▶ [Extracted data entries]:
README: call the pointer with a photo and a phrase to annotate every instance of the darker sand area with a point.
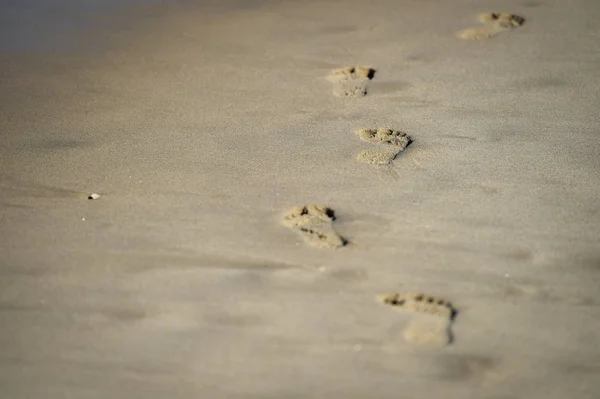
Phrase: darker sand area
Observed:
(209, 131)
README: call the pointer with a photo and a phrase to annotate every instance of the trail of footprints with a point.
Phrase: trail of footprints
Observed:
(493, 23)
(431, 318)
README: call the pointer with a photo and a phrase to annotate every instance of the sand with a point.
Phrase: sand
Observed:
(199, 125)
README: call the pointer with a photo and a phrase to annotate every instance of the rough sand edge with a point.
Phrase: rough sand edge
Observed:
(314, 223)
(385, 136)
(494, 23)
(377, 156)
(419, 303)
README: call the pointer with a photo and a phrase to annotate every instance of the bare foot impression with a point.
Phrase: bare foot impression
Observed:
(431, 324)
(493, 24)
(351, 81)
(315, 224)
(390, 143)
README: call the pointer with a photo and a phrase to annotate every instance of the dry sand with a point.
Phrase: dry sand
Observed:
(200, 125)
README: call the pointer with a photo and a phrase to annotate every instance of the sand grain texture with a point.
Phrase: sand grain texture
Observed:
(201, 123)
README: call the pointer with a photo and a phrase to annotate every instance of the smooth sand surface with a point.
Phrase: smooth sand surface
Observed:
(200, 125)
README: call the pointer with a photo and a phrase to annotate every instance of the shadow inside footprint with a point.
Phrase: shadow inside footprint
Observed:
(431, 324)
(315, 224)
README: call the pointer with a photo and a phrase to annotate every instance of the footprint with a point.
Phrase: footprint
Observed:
(377, 156)
(494, 23)
(315, 224)
(431, 324)
(392, 143)
(351, 81)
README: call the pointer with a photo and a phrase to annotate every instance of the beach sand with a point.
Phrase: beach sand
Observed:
(199, 125)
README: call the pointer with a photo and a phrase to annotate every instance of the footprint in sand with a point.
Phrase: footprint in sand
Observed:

▶ [Instructions for the task]: Give exactly the lines from the one with "surface with a point." to the end of the entries, nothing before them.

▶ [Exercise output]:
README: call the pointer with a photo and a phrase to annotate every instance of the smooth sand surface with a point.
Phrase: smooth sand surface
Observed:
(200, 125)
README: call the pointer with a photo and a phrase to annotate every instance of the shadow inside footprint with a point.
Phrase: shadow inside footprint
Observed:
(431, 324)
(315, 224)
README: call the pointer with a photo and a phrase to annotate every instance of the footprint with a point.
Phrase: footprint
Observed:
(377, 156)
(494, 23)
(315, 224)
(431, 324)
(392, 143)
(351, 81)
README: call the pointer with a photo and a phrase to annotate every instance of the beach sand with a point.
Phrase: beach sand
Observed:
(199, 125)
README: call the pointer with a photo and a phrase to annotate every instance of the footprint in sand with a point.
Phrase: footprint in sand
Observed:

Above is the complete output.